> _Задание A_:
Определите, согласуются ли с текстом о пессимизме утверждения (i), (ii) и (iii). Для каждого ответьте «да» или «нет» и дословно приведите решающие слова текста.
(i) Мысль Гёте позднее развил Шопенгауэр.
(ii) Наслаждение избавляет от страдания надолго.
(iii) Мазохисты получают наслаждение от больших страданий.
> _Задание B_:
Какие школы философии, согласно тексту о пессимизме, искали ответ на вопрос, как правильнее и лучше прожить жизнь?
> _Задание C_:
Пожалуйста, переведите на английский язык предложение из текста о пессимизме: «Эта вереница хороших дней вызывает скуку, которая гонит человека к дальнейшим действиям».

> _Исходный текст_:
━━━━━━━━━━━━━━━━━━━━━━━━━━━━━━

Гёте правильно замечает: «ничто нас так не тяготит как вереница хороших дней»8. Эта вереница хороших дней вызывает скуку, которая гонит человека к дальнейшим действиям. Под этой мыслью следует понимать то, что человек ощущает более естественным своё состояние в суете и заботах, чем в спокойной размеренной жизни полной счастья и удовольствия. Эту мысль позднее развил Шопенгауэр, говоря, что человек не замечает времени, когда он удовлетворён, то есть жизнь проходит незаметно, бессознательно, она нас тяготит и выливается в скуку, но ощущает каждую секунду, то есть живёт полной жизнью, при страданиях.
Основания пессимизма и причины его возникновения лучше всякого определения дают определенное представление об этом явлении.
1.1.3 Позиция школ философии
Далее нам необходимо точнее разобрать основные посылы и мнения греческих философов по поводу того, как прожить более правильную жизнь, то есть такую, какая избавляла бы от всех негативных сторон, а также о том, что есть жизнь счастливая и какие средства более подходят для её достижения. Эти мнения нам более всего интересны ввиду того, что все они направлены на то, чтобы заглушить то реальное, что есть в человеке.
Эвдемонические, гедонистические, этические школы философии искали ответ на вопрос, как можно более правильнее и лучше прожить жизнь, и каждые находили свои способы реализации правильной жизни. К сожалению счастье, наслаждение и добродетель не только не избавляют нас от страдания, горестей и печалей жизни, но порой прямо ведут к ним. Философы этих школ обращали внимание лишь на одну сторону жизни, а именно к чему стоит стремиться для достижения блага, но забывали о другой стороне этих стремлений, а именно – о страданиях, приносимых этими стремлениями и самой жизнью. Наслаждение, например, скоротечно и, если избавляет от страдания, то на короткий период. Более того, представление о наслаждении у разных людей могут быть разные и многие назвали бы страданием то, от чего получает наслаждение другой. Эту инверсию можно наблюдать в романах Маркиза де Сада или Леопольда Захер-Мазоха, где герои получают наслаждения от страданий, что логически кажется абсурдным, но онтологически эти люди сходны с теми, кто носит власяницу или с теми, кто отправляется в скит. По-видимому, мазохисты получают наслаждение только от малой степени страдания, но большие страдания они уже не воспринимают за удовольствие. Кроме того, для одного человека достаточно малого наслаждения, тогда как другому недостаточны все наслаждения мира. Поэтому на вопрос: «возможны ли одновременно наслаждение и страдание?» – можно с определённой долей уверенности ответить положительно.
Если есть люди, получающие удовольствие из страданий, то возможен и обратный вариант, когда страдания являются следствием удовольствий. Примером этого служат люди, употребляющие алкогольные, наркотические или другие вещества, вызывающие на начальном этапе чувство удовлетворения, но в случае чрезмерного или продолжительного употребления провоцирует негативные последствия. Причём, жажда максимального наслаждения всегда готовая перейти в страдание, настолько манит, что не каждый может балансировать и найти грань, отделяющую одно от другого. Более того, сознательно каждый знает последствия такого употребления, но тем не менее не может остановиться перед магией наслаждения.

━━━━━━━━━━━━━━━━━━━━━━━━━━━━━━

[Строки набора данных]
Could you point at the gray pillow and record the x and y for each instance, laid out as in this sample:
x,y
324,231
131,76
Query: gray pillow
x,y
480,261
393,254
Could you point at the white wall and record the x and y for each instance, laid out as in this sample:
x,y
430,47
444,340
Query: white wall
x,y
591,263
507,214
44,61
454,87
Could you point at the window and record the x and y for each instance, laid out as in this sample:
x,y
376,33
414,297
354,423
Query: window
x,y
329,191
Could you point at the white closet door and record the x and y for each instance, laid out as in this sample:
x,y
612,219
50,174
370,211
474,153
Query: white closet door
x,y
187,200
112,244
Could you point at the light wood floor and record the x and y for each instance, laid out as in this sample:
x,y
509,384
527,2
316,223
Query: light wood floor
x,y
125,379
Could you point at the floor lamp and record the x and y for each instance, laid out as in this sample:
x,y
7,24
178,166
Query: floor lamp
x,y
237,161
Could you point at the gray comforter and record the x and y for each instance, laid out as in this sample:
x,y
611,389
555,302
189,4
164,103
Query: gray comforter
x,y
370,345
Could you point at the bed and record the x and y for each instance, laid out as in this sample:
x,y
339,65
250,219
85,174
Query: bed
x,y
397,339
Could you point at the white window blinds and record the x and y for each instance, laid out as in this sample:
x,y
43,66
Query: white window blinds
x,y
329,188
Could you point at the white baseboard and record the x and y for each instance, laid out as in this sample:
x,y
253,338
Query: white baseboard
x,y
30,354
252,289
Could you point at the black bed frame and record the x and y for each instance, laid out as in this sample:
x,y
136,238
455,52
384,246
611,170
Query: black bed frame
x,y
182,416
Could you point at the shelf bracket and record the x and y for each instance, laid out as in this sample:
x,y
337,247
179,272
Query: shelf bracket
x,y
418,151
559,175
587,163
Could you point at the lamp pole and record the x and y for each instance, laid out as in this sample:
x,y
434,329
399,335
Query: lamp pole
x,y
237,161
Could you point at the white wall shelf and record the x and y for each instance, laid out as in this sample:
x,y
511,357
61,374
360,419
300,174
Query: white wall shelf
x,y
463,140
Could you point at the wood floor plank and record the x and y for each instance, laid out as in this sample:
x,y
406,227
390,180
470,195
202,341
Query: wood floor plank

━━━━━━━━━━━━━━━━━━━━━━━━━━━━━━

> _Ответ к заданию A_:
(i) Да: «Эту мысль позднее развил Шопенгауэр».
(ii) Нет: «Наслаждение, например, скоротечно и, если избавляет от страдания, то на короткий период».
(iii) Нет: «мазохисты получают наслаждение только от малой степени страдания, но большие страдания они уже не воспринимают за удовольствие».

> _Ответ к заданию B_:
Эвдемонические, гедонистические и этические школы философии.

> _Ответ к заданию C_:
This string of good days gives rise to boredom, which drives a person on to further action.